## [SET PROBLEM]
Will you give the material below again, every line exactly as it is?

** start DATA PROVIDED **

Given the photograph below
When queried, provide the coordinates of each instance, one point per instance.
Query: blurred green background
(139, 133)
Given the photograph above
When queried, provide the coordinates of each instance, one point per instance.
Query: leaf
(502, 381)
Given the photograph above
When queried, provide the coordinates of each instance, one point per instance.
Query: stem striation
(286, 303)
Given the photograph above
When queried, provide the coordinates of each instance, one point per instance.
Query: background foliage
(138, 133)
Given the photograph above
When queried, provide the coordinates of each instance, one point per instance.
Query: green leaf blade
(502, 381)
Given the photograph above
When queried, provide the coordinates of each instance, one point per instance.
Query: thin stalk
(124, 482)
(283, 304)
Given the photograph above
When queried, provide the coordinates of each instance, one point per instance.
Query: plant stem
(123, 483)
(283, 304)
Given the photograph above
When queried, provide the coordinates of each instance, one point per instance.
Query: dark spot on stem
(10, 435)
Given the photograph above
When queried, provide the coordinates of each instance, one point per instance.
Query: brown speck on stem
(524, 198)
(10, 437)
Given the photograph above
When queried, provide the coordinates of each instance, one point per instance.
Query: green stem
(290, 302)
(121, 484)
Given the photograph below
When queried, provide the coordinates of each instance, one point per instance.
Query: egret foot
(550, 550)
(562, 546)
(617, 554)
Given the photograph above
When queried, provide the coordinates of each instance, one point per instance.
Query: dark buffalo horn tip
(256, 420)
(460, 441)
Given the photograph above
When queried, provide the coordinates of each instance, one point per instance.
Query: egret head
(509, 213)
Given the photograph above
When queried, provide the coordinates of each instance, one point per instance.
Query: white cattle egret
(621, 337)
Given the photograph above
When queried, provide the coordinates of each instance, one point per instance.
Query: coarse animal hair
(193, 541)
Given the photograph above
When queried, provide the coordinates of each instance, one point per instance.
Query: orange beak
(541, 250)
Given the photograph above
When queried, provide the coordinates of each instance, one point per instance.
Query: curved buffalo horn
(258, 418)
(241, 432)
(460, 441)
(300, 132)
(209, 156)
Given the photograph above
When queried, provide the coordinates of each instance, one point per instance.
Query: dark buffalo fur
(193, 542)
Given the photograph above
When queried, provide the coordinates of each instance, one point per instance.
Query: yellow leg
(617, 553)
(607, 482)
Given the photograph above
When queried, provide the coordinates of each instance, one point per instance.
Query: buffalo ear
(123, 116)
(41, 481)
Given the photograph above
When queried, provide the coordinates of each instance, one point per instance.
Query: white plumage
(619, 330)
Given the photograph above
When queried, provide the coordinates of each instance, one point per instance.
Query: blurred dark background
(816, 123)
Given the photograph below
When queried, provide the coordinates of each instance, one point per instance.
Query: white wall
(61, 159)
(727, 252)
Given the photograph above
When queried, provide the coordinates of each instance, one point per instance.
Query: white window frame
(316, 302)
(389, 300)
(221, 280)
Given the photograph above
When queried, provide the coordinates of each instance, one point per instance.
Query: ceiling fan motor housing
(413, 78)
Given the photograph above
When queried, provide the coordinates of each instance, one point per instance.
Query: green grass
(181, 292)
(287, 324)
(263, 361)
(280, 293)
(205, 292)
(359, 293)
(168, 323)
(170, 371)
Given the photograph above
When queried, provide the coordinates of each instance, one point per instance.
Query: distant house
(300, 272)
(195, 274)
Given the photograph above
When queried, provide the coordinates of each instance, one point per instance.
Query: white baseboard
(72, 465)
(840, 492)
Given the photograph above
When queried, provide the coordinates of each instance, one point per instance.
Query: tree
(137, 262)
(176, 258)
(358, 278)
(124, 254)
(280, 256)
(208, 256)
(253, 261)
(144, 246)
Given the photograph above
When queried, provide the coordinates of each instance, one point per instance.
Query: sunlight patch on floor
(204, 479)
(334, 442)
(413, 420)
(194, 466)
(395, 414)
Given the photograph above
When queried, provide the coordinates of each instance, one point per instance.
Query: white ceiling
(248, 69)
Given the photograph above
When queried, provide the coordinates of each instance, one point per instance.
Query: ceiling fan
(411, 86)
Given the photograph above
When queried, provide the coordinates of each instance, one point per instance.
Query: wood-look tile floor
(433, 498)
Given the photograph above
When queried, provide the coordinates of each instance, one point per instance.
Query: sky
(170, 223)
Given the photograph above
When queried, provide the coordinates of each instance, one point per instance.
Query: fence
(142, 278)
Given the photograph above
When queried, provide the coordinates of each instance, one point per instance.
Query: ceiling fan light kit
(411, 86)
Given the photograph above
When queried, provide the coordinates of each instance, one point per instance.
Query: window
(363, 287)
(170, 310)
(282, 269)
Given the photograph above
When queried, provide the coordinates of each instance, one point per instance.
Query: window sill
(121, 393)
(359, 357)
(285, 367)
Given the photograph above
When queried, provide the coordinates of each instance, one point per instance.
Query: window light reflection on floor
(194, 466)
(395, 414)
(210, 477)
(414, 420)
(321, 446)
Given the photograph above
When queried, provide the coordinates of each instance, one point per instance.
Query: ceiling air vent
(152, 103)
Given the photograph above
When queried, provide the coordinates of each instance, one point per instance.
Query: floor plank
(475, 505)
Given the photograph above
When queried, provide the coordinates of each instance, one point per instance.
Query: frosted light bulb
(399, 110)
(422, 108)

** end DATA PROVIDED **

## [COMPLETE RESPONSE]
Given the photograph below
When queried, provide the coordinates of each instance, one point per instance.
Query: blurred green background
(139, 133)
Given the photograph above
When queried, provide the coordinates of each instance, one point per instance.
Query: leaf
(502, 381)
Given the photograph above
When queried, provide the coordinates of each instance, one point per instance.
Query: stem striation
(286, 303)
Given the photograph above
When queried, provide the coordinates of each instance, one point per instance.
Query: background foliage
(138, 133)
Given the photograph above
When queried, provide the coordinates of each instance, one point per instance.
Query: green leaf blade
(502, 381)
Given the photograph above
When queried, provide the coordinates of each instance, one point per instance.
Query: thin stalk
(124, 482)
(283, 304)
Given the photograph above
When queried, provide the coordinates of each instance, one point per instance.
Query: plant stem
(123, 483)
(283, 304)
Given the photograph above
When queried, provide the coordinates of each instance, one point per instance.
Query: dark spot on stem
(10, 435)
Given the photograph above
When queried, provide the coordinates of each instance, one point per instance.
Query: brown speck on stem
(524, 198)
(10, 437)
Given the photograph above
When queried, provide the coordinates of each instance, one point per instance.
Query: green stem
(290, 302)
(121, 484)
Given the photograph below
When queried, provide the coordinates of each instance, one point per instance.
Query: egret foot
(550, 550)
(562, 546)
(617, 554)
Given the photograph above
When queried, provide the coordinates of each instance, one point per instance.
Query: dark buffalo horn tip
(256, 420)
(460, 441)
Given the photograph above
When queried, provide the coordinates of each instance, one point per instance.
Query: egret head
(509, 213)
Given the photograph above
When queried, provide the coordinates of each instance, one point per instance.
Query: white cattle egret
(621, 337)
Given the photograph above
When queried, provide the coordinates of each instance, one point per instance.
Query: coarse animal hair
(193, 541)
Given the photograph above
When queried, provide the coordinates of each instance, one point per instance.
Query: orange beak
(541, 250)
Given the photograph above
When queried, provide the coordinates of each instance, one point per instance.
Query: curved buffalo horn
(258, 418)
(241, 432)
(460, 441)
(300, 132)
(209, 156)
Given the photograph above
When queried, provide the coordinates of each instance, one point per instance.
Query: dark buffalo fur
(193, 542)
Given the photograph above
When queried, provide the coordinates of each instance, one point per instance.
Query: yellow leg
(617, 553)
(607, 482)
Given the photograph above
When queried, provide the coordinates of each instance, one point per instance.
Query: buffalo ear
(123, 116)
(41, 481)
Given the photograph above
When queried, provide the coordinates of each instance, one point per instance.
Query: white plumage
(619, 330)
Given the photograph above
When queried, provide the coordinates of each instance, one point per instance.
Query: blurred dark background
(816, 123)
Given the photograph below
When queried, provide the coordinates of each instance, one point per instance.
Query: white wall
(61, 159)
(727, 252)
Given the photograph above
When queried, provide the coordinates of each instance, one point per instance.
Query: white window frame
(316, 302)
(389, 300)
(221, 280)
Given the photograph above
When queried, provide the coordinates of each instance, one point per instance.
Query: ceiling fan motor housing
(413, 78)
Given the photograph above
When queried, provide the coordinates of each instance, one point per instance.
Query: green grass
(181, 292)
(287, 324)
(263, 361)
(280, 293)
(205, 292)
(359, 293)
(168, 323)
(170, 371)
Given the photograph above
When queried, provide the coordinates of each instance, one point per instance.
Query: distant house
(300, 272)
(195, 274)
Given the photograph above
When queried, provide the coordinates of each instance, one point per instance.
Query: white baseboard
(72, 465)
(840, 492)
Given the photograph above
When queried, provide the coordinates of each instance, one point per instance.
Query: tree
(137, 262)
(176, 258)
(358, 278)
(124, 254)
(280, 256)
(208, 256)
(253, 261)
(144, 246)
Given the photograph above
When queried, provide the coordinates of each instance, one point per instance.
Query: sunlight patch on floor
(204, 479)
(334, 442)
(413, 420)
(194, 466)
(395, 414)
Given the photograph above
When queried, provide the coordinates of each instance, one point per instance.
Query: white ceiling
(248, 69)
Given the photograph above
When queried, provide the coordinates of each instance, one point per instance.
Query: ceiling fan
(411, 86)
Given the photograph above
When queried, provide the coordinates of each instance, one point per instance.
Query: wood-look tile floor
(433, 498)
Given the photograph above
When queried, provide the coordinates of each instance, one point per instance.
Query: sky
(170, 223)
Given the photograph above
When queried, provide the coordinates of each instance, one point per instance.
Query: fence
(142, 278)
Given the photograph above
When queried, provide the coordinates of each instance, one point per instance.
Query: ceiling fan light kit
(411, 86)
Given the photograph above
When queried, provide the coordinates of each instance, one point per instance.
Query: window
(363, 287)
(170, 310)
(282, 269)
Given the photograph above
When queried, provide the coordinates of each instance, one point per instance.
Query: window sill
(121, 393)
(359, 357)
(285, 367)
Given the photograph above
When queried, provide the coordinates of each instance, one point per instance.
Query: window light reflection on floor
(194, 466)
(395, 414)
(210, 477)
(414, 420)
(321, 446)
Given the photograph above
When queried, provide the coordinates of each instance, one point per instance.
Query: ceiling air vent
(152, 103)
Given the photograph above
When queried, provide the coordinates of each instance, one point per instance.
Query: floor plank
(475, 505)
Given the photograph above
When queried, provide the coordinates of each instance, one point per instance.
Query: frosted light bulb
(399, 110)
(422, 108)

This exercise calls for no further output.